● WHAT TO DO:
• A. Retype, without alteration, the passage of the B007 issue thread that opens with the words containing "jaraco · 2024-04-01T21:34:57Z" and closes with "from the community.".
• B. Continue the B007 issue thread from the point at which it stops.

B007 guidance when variable used outside the loop only #10723

jaraco · 2024-04-01T21:34:57Z

Bugbear returns a B007 for this loop when i is used solely outside the loop, a usage that appears to be valid and have endorsement from the community.

jaraco/postgres/__init__.py:507:13: B007 Loop control variable `i` not used within loop body

Somewhat strangely, renaming the variable to _i in both places does suppress the error, but that feels like the wrong "fix", since prefixing with _ is an indicator of "unused".

In this particular example, it's legacy code that I've inherited and I plan to rewrite it using a retry wrapper and avoiding an index variable altogether.

Nevertheless, it seems to me that in general, B007 should not alert here or if it does, the documentation should include guidance on what to do in this scenario.

Related: #2509.
Ruff 0.3.4

The text was updated successfully, but these errors were encountered:

charliermarsh · 2024-04-02T03:47:10Z

There's some discussion around this pattern in PyCQA/flake8-bugbear#68. It looks like bugbear explicitly decided not to support this. I welcome more opinions here.

jaraco · 2024-04-02T15:15:44Z

In my opinion, since it's language feature that's been extensively discussed and deemed supported by consensus, default linter settings should be lenient to that position. It feels a bit tyrannical to disallow a pattern just because one tool developer finds the pattern risky.

It also feels like B007 is trying to do too much and too little at the same time:

It raises when the loop variable is not used inside the loop, but
It allows the variable to be marked as private, then not used in the loop, but still used outside the loop, and
It doesn't protect against masking another variable in the local namespace, and
If the variable is used in the loop, there's no longer any concern with it being used outside the loop.

I feel like this rule should be refactored into its separate concerns and check against:

Loop variable overrides variable in the local scope.
Loop variable is not used at all in the surrounding scope.
Loop variable is used solely outside the loop (and thus may be unbound).

● DATA ROWS:

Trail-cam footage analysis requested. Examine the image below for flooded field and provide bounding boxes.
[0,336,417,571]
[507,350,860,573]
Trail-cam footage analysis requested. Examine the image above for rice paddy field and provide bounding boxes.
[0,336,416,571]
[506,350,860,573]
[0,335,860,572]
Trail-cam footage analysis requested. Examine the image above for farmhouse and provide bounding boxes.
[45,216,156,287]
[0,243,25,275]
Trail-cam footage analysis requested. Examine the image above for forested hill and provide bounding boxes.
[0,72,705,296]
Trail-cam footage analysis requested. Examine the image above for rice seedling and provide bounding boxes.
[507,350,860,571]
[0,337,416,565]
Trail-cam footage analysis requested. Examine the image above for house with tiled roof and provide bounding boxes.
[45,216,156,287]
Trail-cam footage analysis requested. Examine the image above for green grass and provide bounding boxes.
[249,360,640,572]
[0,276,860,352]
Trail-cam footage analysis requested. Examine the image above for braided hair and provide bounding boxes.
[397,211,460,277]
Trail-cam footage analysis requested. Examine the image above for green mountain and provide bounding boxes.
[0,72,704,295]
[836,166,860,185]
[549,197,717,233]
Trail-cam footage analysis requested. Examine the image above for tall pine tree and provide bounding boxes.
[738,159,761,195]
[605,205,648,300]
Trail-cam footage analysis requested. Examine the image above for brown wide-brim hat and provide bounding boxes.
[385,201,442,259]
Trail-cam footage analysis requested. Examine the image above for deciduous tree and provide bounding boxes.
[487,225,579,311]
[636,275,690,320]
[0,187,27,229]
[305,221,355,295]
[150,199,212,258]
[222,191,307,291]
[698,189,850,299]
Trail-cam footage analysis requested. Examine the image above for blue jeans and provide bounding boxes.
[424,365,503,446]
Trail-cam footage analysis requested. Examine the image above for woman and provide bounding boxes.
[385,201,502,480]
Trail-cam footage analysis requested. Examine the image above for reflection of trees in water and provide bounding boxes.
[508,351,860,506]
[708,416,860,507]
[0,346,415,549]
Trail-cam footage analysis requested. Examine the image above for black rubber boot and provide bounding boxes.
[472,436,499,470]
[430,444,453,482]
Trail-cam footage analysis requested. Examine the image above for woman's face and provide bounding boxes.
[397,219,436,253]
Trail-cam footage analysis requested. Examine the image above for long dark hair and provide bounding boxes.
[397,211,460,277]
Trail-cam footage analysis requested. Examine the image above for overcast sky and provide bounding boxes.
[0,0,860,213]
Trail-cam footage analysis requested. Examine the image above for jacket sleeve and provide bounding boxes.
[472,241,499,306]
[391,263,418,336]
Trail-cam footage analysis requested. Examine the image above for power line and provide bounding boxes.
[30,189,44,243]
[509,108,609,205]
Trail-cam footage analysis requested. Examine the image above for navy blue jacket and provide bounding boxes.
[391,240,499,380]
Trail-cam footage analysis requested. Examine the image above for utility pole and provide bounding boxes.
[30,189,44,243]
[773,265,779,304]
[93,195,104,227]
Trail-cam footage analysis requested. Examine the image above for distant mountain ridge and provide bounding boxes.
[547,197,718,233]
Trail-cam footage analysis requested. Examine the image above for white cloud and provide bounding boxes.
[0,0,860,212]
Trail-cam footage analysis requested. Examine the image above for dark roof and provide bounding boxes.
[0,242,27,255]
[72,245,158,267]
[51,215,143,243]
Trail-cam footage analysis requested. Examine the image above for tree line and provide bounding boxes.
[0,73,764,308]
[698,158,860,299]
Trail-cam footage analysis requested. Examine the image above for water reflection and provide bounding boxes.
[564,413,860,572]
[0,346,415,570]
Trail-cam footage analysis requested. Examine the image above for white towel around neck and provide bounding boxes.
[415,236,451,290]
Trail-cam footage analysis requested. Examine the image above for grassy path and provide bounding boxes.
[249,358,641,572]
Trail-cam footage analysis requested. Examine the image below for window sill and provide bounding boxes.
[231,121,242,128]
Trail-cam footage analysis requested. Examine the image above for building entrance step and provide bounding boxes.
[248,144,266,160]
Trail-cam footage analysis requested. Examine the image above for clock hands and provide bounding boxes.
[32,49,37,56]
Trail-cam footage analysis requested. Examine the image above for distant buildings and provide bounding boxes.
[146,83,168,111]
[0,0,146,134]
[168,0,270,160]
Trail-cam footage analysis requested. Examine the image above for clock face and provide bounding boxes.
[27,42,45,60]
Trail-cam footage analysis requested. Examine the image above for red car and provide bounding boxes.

● ANSWERS TO THE EXERCISE:
• A.
jaraco · 2024-04-01T21:34:57Z

Bugbear returns a B007 for this loop when i is used solely outside the loop, a usage that appears to be valid and have endorsement from the community.

• B.
I'd further argue that only the second of those should be enabled by default and the other two should be opt-in, as that use is legitimized by consensus, but even if they're on by default, that would give users the ability to opt out of that behavior. Currently, a user or system cannot opt out of B007 for outside access without opting out for inside access.

Nodd · 2024-04-02T15:48:57Z

I agree that B007 is smelly, but maybe it should be kept as-is for compatibility, and new rules added following @jaraco's proposal ?

The first one could still yield false positives :

Loop variable overrides variable in the local scope.

Wouldn't it raise if there are two loops with the same variable name ?

for i in range(10):
    f(i)
# i exists here

# This loop triggers "Loop variable overrides variable in the local scope."
for i in range(10, 20):
    g(i)

charliermarsh · 2024-04-02T16:37:53Z

@AlexWaygood - wondering if you have an opinion here?

AlexWaygood · 2024-04-02T17:34:24Z

Thanks for opening the issue @jaraco!

I'm not sure I agree that this pattern has been "supported by consensus". If anything, I feel like I see more and more linters coming out against this kind of style because it can be difficult for static-analysis tools to reason about. For example, take the following snippet. A static-analysis tool such as Ruff or mypy cannot know whether i is bound after the loop has completed or not, as an empty iterable might have been passed to the function (in which case i will be unbound), or a nonempty iterable might have been passed (in which case i will be bound):

from collections.abc import Iterable

def foo(it: Iterable[int]) -> int:
    for i in it:
        pass
    return i + 42

(env) % python -i flake8-pyi/foo.py                                                                                                                                                                              ~/dev
>>> foo([])
Traceback (most recent call last):
  File "<stdin>", line 1, in <module>
  File "/Users/alexw/dev/flake8-pyi/foo.py", line 6, in foo
    return i + 42
           ^
UnboundLocalError: cannot access local variable 'i' where it is not associated with a value
>>> foo([1])
43

It's for this reason that pyright will emit an error on this snippet (reportPossiblyUnboundVariable). (Mypy's possibly-undefined optional error code doesn't emit an error on this exact snippet -- I actually think that's possibly a mypy bug, but I digress -- but it does emit an error on a small variation of it.)

A small variation which mypy will also complain about if you pass `--enable-error-code=possibly-undefined` to mypy on the command line

from collections.abc import Iterable

def foo(it: Iterable[int]) -> int:
    for i in it:
        x = i
    return x + 42

A safer pattern (albeit a slightly annoying one for situations where you know the iterable is non-empty even though the static-analysis tool doesn't, such as in your original snippet) is to do something like this:

from collections.abc import Iterable

def foo(it: Iterable[int]) -> int:
    i: int | None = None
    for i in it:
        pass
    assert i is not None, "Empty iterable was passed to foo()!"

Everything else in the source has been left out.